Homilia nas Ordenações Sacerdotais
Mosteiro dos Jerónimos, 29 de Junho de 2013
1. Esta solene celebração na Solenidade
dos Apóstolos Pedro e Paulo, em que ordenaremos novos presbíteros, é a
última a que presido no meu ministério apostólico de Bispo de Lisboa.
Esta celebração está mais voltada para o futuro do que para o passado.
Seis novos presbíteros encarnam a esperança de futuro desta Igreja, que
todos amamos e que servi, de diversas formas, durante toda a minha vida.
Não podemos esquecer que estamos no Ano da Fé. Estará, certamente, no
nosso coração o Credo em que acreditamos: “Creio na Igreja, una, santa,
católica e apostólica”.

■ ■ ■

### TAREFAS DO EXERCÍCIO
**1.** As afirmações (a), (b) e (c) estão de acordo com a homilia? Responda sim ou não a cada uma e cite as palavras da homilia que o decidem.
(a) A celebração teve lugar no Mosteiro dos Jerónimos.
(b) Nesta celebração são ordenados sete novos presbíteros.
(c) A celebração está mais voltada para o passado do que para o futuro.
**2.** Segundo a homilia, de que cidade é Bispo quem preside a esta celebração?
**3.** Continue a homilia a partir da última frase apresentada.

### SECÇÃO DE LINHAS
■ ■ ■

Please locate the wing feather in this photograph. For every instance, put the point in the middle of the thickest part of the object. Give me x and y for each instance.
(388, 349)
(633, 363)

■ ■ ■

### RESPOSTAS
**1.**
(a) Sim: "Mosteiro dos Jerónimos, 29 de Junho de 2013".
(b) Não: "Seis novos presbíteros encarnam a esperança de futuro desta Igreja".
(c) Não: "Esta celebração está mais voltada para o futuro do que para o passado."

**2.** De Lisboa.

**3.**
Alguém me sugeriu que seria melhor que
estes presbíteros fossem ordenados já pelo novo Patriarca de Lisboa, que
tomará posse daqui a uma semana e sob cuja orientação pastoral
exercerão o seu ministério sacerdotal, como membros do presbitério a que
ele presidirá. Decidiu ele e nós aceitámos, que se seguisse a
normalidade da programação pastoral da Diocese. Isso ajudar-vos-á,
queridos ordinandos, a não fazerdes da relação com o vosso Bispo apenas
uma relação humana, à pessoa, mas ao ministério apostólico, que hoje
ainda eu, amanhã ele, exercemos na Igreja de Lisboa. Os Apóstolos, de
modo particular Pedro e Paulo, preocuparam-se que este ministério
apostólico, alicerce da autenticidade da Igreja, não ficasse prisioneiro
das suas pessoas, da sua história, da maneira como foram Apóstolos.
Preocuparam-se em garantir sucessores no ministério, tantas vezes ainda
em sua vida, na consciência de que o ministério apostólico é maior do
que as suas pessoas e a sua história, é fidelidade a Jesus Cristo e
garantia da perenidade da Igreja.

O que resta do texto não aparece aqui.